__TEKS BACAAN__:
★ ★ ★
Dialog Ulama dengan Si Cerdik


Cerita ini terjadi beberapa abad yang lalu. Bermula dari pertemuan seorang ulama muslim dengan seorang kafir, yang kemudian berlanjut dengan dialog yang perlu kita renungkan. Sebagaimana yang kita ketahui, dalam sejarah Islam terdapat beberapa aliran sejak zaman dahulu hingga sekarang. Salah satu dari perbedaan itu adalah bagaimana cara seorang muslim sejati menilai suatu “kebaikan” dan “keburukan”.

Perbedaan itu sebenarnya menyangkut masalah fundamental keislaman. Kubu Imam Ali bin Abi Thalib dan Khawarij merupakan sumber utama perbedaan itu. Dari kedua kubu itulah kemudian menyusup masuk ke dalam golongan-golongan lain, yang walaupun tidak memakai nama golongan keduanya: pengikut ahlulbait dan Khawarij.

Sebagian kaum muslim mengatakan bahwa “kebaikan” dan “keburukan” hanya dapat ditentukan oleh sunah, yaitu sunah Allah (Alquran) dan sunah nabi (hadis). Akal tidak mempunyai dan tidak boleh mempunyai saham dalam menentukan keduanya; sebab akal sangat terbatas kemampuannya. Maka dari itu barang siapa menggunakan akalnya dalam agama, maka ia sesat dan berada di luar jalur Islam. Seperti orang-orang yang bertanya, “Mengapa ayat itu atau hadis itu demikian?” Mereka mengatakan bahwa kita harus menerima dan tidak boleh menggugat apa-apa yang ada dalam ayat dan hadis.
★ ★ ★
[Entri identifikasi lokasi]

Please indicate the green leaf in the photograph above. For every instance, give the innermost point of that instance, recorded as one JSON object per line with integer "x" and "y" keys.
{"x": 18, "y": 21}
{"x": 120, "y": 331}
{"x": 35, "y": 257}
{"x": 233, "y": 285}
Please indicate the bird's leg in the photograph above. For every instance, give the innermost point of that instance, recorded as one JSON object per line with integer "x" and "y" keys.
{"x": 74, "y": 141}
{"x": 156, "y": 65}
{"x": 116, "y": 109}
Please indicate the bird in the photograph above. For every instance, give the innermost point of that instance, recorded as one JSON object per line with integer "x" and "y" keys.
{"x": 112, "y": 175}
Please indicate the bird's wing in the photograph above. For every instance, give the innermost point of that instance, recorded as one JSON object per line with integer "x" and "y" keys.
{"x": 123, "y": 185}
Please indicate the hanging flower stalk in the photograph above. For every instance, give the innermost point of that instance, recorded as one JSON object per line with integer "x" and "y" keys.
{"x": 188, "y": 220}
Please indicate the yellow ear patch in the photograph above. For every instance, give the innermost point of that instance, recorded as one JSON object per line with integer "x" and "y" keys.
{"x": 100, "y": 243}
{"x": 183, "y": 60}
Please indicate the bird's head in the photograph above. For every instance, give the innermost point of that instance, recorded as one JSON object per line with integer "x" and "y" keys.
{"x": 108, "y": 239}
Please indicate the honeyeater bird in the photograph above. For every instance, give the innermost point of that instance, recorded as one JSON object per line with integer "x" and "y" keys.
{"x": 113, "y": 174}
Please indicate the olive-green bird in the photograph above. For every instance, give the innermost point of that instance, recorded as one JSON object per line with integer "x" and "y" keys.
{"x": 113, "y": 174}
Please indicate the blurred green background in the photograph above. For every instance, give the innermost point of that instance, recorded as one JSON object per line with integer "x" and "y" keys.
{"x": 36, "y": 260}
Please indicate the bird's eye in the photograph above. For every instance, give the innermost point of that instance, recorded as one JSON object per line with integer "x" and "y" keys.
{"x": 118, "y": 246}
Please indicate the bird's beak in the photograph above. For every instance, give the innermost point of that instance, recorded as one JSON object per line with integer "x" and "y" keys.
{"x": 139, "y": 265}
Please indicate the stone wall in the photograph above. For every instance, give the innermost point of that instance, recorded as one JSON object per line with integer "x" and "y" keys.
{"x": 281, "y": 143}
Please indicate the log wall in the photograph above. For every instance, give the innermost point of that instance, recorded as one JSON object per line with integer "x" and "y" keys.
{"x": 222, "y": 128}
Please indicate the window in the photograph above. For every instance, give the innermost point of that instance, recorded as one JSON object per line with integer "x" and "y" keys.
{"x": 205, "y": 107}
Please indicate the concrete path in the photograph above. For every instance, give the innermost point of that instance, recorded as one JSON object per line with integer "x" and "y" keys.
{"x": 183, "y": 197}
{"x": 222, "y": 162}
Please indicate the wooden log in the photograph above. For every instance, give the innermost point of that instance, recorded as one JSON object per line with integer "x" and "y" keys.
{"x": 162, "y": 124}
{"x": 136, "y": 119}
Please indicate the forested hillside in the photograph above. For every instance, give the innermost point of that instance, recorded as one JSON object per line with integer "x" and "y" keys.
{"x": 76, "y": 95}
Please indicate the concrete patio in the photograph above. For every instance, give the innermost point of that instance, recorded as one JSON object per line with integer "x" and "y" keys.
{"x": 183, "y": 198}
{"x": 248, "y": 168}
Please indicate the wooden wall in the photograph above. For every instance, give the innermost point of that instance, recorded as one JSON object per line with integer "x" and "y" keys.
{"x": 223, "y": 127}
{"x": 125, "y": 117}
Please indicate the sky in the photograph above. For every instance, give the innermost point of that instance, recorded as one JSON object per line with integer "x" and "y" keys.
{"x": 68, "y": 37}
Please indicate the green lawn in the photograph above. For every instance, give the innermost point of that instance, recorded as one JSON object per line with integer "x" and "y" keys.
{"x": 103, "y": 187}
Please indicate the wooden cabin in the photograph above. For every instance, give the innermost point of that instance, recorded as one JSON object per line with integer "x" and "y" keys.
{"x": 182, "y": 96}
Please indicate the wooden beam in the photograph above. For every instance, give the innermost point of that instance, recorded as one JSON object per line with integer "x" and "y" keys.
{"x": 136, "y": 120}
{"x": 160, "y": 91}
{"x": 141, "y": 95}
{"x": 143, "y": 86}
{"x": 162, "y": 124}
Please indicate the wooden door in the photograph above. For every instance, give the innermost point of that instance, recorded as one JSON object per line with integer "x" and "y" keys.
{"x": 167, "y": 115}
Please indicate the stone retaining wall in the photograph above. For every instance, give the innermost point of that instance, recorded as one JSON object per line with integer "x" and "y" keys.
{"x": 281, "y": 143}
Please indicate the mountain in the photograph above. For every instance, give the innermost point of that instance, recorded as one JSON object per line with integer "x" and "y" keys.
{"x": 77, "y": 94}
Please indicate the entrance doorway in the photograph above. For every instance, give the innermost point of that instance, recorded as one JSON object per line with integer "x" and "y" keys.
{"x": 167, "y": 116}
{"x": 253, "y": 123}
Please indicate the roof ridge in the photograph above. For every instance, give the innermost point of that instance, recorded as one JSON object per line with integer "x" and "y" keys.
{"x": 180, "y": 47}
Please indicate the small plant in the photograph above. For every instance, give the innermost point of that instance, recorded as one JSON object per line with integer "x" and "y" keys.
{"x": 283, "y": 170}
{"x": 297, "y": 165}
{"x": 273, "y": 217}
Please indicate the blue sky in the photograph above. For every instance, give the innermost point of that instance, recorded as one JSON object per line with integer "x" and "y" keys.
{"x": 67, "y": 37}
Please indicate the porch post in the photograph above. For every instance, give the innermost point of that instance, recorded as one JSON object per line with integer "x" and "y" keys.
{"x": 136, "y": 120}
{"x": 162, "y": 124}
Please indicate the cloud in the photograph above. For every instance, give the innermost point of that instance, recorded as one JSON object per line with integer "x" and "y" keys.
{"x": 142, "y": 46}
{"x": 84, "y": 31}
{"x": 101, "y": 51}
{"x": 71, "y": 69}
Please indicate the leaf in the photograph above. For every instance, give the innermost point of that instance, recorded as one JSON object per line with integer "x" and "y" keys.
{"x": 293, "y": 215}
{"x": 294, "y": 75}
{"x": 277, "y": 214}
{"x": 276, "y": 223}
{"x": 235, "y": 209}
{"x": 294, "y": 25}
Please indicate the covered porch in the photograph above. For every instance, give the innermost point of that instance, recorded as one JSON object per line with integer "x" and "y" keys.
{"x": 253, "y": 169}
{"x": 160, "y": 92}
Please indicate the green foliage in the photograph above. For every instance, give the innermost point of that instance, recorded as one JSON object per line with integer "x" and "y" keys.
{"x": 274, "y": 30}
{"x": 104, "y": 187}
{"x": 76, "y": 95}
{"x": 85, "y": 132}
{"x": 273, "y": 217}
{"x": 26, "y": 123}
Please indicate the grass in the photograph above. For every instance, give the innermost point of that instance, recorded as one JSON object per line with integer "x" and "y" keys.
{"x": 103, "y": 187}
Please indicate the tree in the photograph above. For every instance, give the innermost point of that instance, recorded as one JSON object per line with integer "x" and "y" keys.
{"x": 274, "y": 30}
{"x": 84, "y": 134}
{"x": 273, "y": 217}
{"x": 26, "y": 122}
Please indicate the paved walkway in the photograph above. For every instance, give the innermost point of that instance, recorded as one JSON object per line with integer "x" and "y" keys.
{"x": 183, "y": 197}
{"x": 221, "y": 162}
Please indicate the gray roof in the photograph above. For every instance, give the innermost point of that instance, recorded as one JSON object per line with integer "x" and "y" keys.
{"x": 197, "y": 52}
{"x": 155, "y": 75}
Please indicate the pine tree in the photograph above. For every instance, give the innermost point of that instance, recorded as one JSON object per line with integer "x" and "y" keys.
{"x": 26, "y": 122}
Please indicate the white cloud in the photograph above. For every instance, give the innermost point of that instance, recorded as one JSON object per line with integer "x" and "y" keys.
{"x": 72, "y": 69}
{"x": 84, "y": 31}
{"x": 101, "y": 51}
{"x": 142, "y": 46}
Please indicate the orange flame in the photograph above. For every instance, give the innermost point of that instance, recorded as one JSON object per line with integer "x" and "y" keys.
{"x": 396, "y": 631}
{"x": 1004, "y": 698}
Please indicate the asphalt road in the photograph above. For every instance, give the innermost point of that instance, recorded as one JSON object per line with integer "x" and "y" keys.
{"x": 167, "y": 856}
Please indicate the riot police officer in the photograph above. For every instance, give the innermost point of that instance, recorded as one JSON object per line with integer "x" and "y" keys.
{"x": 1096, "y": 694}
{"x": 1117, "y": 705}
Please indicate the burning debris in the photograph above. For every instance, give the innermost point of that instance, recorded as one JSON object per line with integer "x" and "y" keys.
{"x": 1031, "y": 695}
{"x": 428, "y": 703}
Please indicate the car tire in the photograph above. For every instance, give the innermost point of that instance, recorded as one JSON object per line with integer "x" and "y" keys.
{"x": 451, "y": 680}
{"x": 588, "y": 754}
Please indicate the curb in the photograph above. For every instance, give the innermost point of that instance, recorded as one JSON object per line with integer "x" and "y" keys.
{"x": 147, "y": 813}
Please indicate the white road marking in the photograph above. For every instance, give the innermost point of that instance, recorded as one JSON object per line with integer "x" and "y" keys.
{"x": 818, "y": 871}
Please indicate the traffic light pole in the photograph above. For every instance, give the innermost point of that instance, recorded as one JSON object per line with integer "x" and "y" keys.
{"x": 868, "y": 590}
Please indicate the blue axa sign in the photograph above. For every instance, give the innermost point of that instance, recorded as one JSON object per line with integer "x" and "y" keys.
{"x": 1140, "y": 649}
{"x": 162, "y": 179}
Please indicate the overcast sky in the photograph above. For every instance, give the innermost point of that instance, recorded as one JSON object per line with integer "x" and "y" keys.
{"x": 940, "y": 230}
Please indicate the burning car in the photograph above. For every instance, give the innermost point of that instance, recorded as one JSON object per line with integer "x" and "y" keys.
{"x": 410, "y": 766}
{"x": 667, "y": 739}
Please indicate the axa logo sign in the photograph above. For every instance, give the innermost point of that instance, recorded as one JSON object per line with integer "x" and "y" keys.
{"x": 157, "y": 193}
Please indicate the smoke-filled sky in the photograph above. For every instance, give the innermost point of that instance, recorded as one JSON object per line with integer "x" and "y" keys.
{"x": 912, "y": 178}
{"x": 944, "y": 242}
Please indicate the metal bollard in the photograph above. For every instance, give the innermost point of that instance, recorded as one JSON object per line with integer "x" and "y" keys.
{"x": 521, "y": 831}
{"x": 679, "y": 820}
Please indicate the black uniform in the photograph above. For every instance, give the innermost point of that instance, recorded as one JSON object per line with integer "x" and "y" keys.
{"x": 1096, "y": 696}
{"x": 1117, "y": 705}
★ ★ ★
Sunting penggalan teks bacaan dengan mengganti "ulama muslim" menjadi "cendekiawan muslim". Mulailah dari kata-kata yang memuat "Dialog Ulama dengan" dan berhentilah setelah "ahlulbait dan Khawarij.". Item di atas tidak ada hubungannya dengan teks bacaan.

__HASIL TUGAS__:
Dialog Ulama dengan Si Cerdik


Cerita ini terjadi beberapa abad yang lalu. Bermula dari pertemuan seorang cendekiawan muslim dengan seorang kafir, yang kemudian berlanjut dengan dialog yang perlu kita renungkan. Sebagaimana yang kita ketahui, dalam sejarah Islam terdapat beberapa aliran sejak zaman dahulu hingga sekarang. Salah satu dari perbedaan itu adalah bagaimana cara seorang muslim sejati menilai suatu “kebaikan” dan “keburukan”.

Perbedaan itu sebenarnya menyangkut masalah fundamental keislaman. Kubu Imam Ali bin Abi Thalib dan Khawarij merupakan sumber utama perbedaan itu. Dari kedua kubu itulah kemudian menyusup masuk ke dalam golongan-golongan lain, yang walaupun tidak memakai nama golongan keduanya: pengikut ahlulbait dan Khawarij.